[START]

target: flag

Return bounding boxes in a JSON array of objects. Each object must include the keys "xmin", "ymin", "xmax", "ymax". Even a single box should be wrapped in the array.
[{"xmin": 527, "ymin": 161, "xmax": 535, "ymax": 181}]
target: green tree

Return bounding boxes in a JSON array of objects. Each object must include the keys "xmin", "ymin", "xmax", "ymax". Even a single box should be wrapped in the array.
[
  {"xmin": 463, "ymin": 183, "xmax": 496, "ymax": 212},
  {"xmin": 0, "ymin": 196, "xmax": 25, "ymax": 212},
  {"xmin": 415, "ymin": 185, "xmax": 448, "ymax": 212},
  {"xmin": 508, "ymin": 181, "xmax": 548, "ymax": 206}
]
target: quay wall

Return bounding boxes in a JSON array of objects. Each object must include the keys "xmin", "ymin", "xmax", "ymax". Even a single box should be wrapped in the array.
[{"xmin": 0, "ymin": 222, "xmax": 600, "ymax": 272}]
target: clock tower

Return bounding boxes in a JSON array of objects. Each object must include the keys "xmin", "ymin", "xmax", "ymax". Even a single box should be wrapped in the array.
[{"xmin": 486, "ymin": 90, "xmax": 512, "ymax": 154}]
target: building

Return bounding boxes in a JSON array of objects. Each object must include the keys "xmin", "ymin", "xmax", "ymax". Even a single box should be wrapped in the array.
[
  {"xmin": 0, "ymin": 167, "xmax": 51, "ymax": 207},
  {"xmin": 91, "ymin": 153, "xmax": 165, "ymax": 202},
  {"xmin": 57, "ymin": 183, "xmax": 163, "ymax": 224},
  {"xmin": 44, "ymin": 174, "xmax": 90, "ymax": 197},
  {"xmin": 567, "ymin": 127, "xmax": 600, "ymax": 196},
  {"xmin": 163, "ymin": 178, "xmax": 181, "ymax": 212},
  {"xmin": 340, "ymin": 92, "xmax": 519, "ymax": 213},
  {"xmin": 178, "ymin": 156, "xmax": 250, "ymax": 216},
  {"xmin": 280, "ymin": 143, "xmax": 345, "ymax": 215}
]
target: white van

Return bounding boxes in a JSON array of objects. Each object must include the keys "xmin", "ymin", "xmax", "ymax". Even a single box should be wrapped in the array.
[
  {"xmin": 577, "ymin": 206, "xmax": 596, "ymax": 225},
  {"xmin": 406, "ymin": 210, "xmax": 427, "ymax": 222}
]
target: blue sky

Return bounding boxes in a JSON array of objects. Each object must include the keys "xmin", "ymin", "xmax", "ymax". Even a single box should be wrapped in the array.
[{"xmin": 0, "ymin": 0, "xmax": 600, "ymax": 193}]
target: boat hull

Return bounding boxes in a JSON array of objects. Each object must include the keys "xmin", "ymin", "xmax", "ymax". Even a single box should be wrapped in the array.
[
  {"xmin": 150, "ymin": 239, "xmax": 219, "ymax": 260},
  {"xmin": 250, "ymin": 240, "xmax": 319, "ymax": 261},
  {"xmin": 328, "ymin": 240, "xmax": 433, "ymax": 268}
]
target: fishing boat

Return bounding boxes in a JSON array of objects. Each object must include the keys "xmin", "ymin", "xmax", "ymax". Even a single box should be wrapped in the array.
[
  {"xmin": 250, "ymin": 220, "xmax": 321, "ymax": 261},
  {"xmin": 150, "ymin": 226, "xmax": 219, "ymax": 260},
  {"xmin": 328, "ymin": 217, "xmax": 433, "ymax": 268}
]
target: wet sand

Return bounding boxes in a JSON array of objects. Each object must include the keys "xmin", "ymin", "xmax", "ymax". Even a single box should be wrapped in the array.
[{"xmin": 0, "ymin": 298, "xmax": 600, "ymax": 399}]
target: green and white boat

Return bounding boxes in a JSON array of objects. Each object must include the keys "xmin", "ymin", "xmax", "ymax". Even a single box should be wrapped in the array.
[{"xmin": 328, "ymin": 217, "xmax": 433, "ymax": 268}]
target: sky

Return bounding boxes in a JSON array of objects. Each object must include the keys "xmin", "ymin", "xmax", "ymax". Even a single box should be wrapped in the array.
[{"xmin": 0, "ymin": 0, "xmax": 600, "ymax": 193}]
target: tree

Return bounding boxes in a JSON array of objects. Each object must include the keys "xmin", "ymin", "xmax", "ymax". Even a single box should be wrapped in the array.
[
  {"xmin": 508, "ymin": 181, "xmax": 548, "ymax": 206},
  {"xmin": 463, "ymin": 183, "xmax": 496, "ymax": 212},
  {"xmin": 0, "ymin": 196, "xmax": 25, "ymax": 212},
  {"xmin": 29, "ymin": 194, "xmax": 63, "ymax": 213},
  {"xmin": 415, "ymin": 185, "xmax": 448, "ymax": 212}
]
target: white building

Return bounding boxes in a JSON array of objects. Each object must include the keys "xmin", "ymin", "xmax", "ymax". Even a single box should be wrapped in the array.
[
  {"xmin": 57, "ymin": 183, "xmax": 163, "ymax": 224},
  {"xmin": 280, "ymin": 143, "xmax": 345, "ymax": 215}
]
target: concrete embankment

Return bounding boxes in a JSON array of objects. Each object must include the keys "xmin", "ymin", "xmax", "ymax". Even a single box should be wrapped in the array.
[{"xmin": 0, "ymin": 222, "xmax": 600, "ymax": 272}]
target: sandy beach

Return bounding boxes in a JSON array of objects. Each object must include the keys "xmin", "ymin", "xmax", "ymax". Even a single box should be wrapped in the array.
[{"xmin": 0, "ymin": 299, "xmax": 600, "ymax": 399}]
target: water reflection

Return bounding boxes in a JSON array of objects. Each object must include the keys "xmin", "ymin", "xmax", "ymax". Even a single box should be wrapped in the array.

[END]

Gather every line in the listing above that contains the word "white".

#### Problem solution
target: white van
target: green and white boat
target: white building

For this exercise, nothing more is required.